EXERCISE DETAILS: Copy every line from the one containing "conifer tree and record the coordinates." through the last line of the records below, both included, and nothing else.
/---
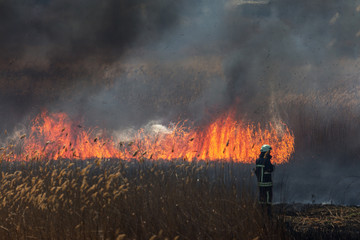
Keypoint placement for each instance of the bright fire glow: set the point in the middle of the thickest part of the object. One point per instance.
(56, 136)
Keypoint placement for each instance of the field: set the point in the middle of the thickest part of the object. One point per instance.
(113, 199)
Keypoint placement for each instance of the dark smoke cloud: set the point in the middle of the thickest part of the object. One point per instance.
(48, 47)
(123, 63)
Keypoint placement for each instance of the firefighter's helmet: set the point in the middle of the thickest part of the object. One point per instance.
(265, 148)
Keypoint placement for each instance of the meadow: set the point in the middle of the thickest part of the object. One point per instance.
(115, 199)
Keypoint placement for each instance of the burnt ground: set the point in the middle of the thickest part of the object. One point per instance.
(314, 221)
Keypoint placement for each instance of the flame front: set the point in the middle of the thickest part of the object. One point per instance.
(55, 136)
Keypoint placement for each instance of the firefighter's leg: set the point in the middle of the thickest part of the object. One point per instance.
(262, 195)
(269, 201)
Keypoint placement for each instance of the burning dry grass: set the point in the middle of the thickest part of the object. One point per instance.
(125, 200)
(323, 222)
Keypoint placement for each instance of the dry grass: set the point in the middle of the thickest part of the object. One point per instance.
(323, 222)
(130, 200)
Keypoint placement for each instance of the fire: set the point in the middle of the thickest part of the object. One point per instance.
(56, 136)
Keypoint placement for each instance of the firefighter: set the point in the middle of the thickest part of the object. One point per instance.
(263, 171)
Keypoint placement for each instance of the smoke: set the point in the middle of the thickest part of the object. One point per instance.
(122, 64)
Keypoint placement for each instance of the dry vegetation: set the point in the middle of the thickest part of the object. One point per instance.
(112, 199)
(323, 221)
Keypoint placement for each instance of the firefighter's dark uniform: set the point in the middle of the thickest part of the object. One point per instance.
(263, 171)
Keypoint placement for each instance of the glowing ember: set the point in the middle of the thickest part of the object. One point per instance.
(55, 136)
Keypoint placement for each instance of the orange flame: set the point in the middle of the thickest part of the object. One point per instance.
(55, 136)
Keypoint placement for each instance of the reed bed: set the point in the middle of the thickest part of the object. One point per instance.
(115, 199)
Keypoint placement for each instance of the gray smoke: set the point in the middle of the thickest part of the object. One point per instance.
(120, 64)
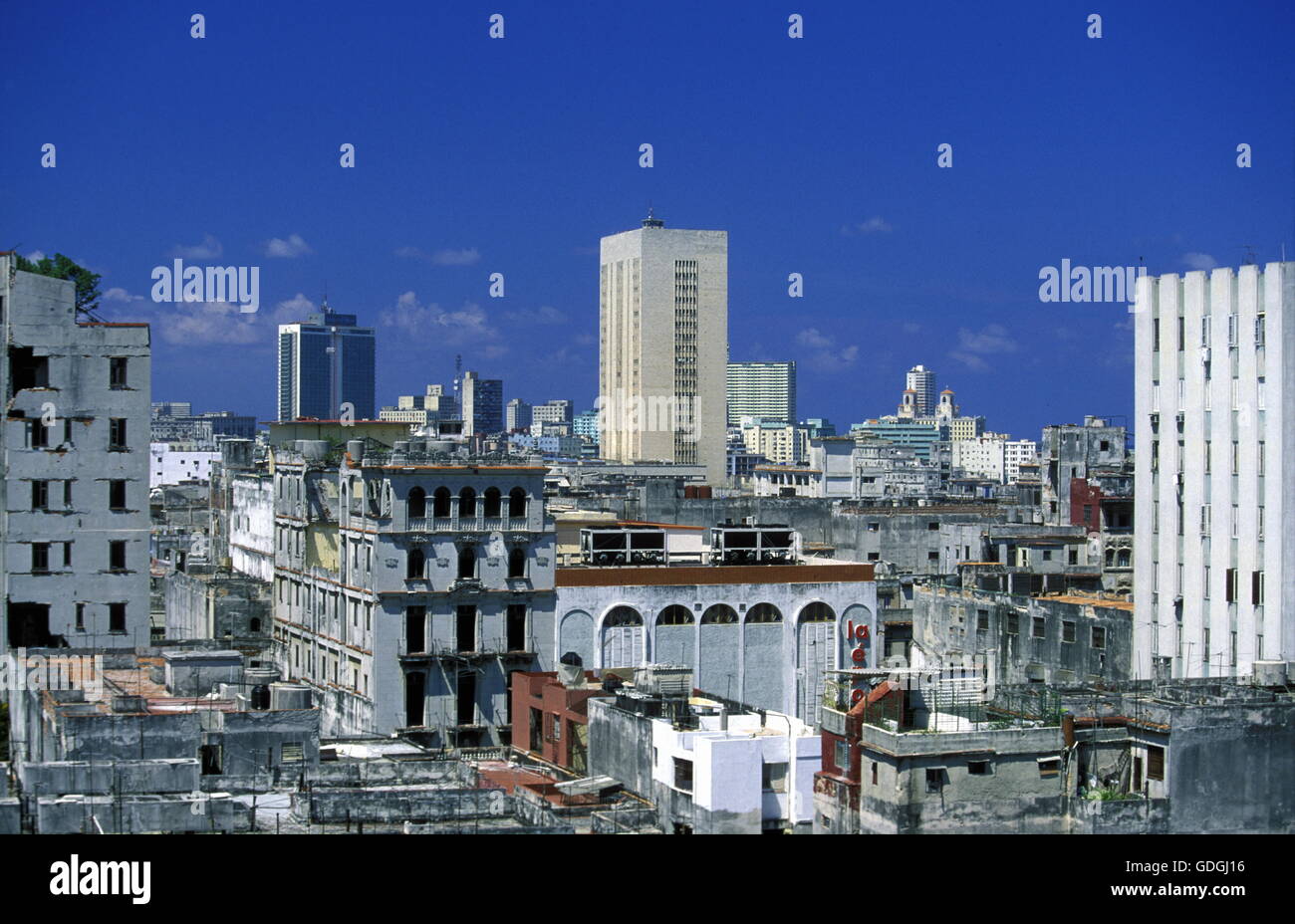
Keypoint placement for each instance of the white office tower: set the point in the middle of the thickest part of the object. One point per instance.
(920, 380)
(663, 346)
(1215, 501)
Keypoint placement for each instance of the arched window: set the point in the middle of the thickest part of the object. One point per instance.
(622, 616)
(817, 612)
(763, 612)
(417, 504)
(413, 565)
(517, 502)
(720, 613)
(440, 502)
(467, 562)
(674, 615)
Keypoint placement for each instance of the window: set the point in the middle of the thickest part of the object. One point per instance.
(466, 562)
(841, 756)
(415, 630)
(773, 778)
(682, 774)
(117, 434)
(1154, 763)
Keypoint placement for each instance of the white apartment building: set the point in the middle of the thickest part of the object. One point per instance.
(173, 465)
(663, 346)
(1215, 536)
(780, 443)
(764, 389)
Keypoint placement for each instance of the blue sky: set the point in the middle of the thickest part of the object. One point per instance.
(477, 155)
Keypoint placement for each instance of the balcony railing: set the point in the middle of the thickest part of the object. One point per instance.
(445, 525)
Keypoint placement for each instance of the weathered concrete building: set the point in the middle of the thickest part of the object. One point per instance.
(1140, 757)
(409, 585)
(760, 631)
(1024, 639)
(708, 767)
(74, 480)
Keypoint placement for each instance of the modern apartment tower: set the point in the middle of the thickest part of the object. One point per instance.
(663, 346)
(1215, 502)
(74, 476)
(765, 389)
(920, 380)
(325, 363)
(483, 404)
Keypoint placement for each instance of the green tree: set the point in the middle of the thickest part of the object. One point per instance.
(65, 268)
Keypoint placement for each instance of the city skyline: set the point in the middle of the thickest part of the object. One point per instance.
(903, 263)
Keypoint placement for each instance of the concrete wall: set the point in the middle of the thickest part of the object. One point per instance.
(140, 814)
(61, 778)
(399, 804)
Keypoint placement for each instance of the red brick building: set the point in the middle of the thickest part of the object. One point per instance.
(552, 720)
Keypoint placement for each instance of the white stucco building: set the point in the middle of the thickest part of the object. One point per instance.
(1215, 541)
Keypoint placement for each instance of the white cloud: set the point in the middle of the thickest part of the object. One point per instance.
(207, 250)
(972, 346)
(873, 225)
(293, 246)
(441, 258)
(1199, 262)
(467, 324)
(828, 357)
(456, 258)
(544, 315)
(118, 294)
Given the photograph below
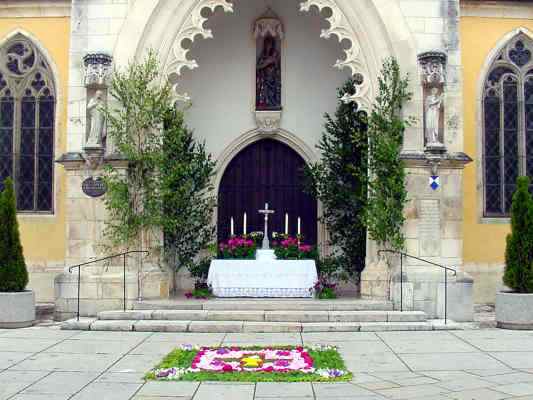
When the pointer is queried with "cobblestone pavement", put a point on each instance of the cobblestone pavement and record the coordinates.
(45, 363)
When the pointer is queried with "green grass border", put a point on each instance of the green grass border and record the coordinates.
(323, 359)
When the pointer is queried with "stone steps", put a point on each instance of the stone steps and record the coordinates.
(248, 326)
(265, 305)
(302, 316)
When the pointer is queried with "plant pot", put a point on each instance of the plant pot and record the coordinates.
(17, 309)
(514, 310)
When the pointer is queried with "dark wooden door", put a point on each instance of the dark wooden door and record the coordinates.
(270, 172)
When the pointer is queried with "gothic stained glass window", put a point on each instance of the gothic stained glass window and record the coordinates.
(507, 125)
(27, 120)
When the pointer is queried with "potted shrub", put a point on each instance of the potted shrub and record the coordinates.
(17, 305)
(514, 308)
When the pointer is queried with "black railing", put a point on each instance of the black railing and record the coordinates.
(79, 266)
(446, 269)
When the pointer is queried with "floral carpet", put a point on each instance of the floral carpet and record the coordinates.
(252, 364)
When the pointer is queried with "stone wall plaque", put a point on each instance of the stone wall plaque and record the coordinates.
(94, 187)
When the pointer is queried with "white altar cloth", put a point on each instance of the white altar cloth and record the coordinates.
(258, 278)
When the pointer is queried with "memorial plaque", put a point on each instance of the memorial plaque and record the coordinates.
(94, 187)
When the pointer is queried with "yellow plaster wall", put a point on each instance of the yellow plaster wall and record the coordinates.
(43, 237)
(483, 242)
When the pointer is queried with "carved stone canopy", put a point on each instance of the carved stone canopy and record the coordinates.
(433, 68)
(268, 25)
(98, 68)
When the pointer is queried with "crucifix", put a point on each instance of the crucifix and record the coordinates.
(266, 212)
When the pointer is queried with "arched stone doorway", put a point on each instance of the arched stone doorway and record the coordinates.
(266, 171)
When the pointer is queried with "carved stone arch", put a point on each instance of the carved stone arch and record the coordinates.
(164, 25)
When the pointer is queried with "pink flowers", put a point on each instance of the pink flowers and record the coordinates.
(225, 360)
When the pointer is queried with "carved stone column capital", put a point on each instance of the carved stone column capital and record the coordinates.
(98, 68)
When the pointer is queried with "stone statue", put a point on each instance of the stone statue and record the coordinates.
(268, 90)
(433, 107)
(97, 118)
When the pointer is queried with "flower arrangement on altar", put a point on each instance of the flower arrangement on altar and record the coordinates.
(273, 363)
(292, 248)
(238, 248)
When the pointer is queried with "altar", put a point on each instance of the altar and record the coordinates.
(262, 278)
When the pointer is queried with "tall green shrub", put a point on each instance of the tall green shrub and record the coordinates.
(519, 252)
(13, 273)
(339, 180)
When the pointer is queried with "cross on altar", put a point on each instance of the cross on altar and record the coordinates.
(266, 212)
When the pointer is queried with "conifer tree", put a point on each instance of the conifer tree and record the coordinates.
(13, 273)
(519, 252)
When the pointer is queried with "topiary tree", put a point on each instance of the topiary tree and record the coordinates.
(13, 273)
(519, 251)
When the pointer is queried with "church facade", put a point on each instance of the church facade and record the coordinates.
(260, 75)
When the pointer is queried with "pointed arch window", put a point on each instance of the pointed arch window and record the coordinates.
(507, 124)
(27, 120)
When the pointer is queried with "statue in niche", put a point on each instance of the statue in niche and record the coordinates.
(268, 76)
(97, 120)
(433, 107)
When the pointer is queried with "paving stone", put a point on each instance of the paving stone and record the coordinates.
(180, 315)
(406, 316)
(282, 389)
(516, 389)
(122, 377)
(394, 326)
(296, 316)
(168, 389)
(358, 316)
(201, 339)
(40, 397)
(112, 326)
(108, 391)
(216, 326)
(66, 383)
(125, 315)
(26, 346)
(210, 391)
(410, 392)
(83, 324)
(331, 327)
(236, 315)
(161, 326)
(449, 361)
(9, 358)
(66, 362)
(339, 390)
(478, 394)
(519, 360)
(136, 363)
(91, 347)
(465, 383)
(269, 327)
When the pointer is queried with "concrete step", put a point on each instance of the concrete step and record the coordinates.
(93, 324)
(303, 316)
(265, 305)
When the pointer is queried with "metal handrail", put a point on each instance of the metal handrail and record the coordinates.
\---
CORRECT RESPONSE:
When the pointer is queried with "conifer tree", put a point on each instance of the conifer tree and record the coordinates.
(13, 273)
(519, 252)
When the pointer is queried with "topiary tree", put a point on each instance of the topiary tree and record the coordinates.
(13, 273)
(519, 251)
When the pointer is queried with "church facade", put a point on each instance of the church facade and record the coordinates.
(260, 75)
When the pointer is queried with "pointed arch window", put a point on each instance of the pointed arch window and record the coordinates.
(507, 124)
(27, 120)
When the pointer is queried with "statue in niche", put a point on each instance of the statue in niche and record the coordinates.
(268, 76)
(97, 120)
(433, 107)
When the pointer is queried with "paving stone", put a point on each instance of the paving stone and record the coordinates.
(180, 315)
(406, 316)
(282, 389)
(516, 389)
(122, 377)
(394, 326)
(296, 316)
(168, 389)
(358, 316)
(201, 339)
(40, 397)
(112, 326)
(108, 391)
(216, 326)
(66, 383)
(125, 315)
(26, 346)
(210, 391)
(410, 392)
(83, 324)
(331, 327)
(236, 315)
(161, 326)
(449, 361)
(9, 358)
(66, 362)
(339, 390)
(478, 394)
(519, 360)
(136, 363)
(91, 347)
(465, 383)
(269, 327)
When the pointer is queried with "concrete step", put a point on each instance of the concrete step and record the coordinates.
(93, 324)
(303, 316)
(265, 305)
When the pointer is queried with "metal handrail", put a point on each instance of the metal handrail and record the coordinates.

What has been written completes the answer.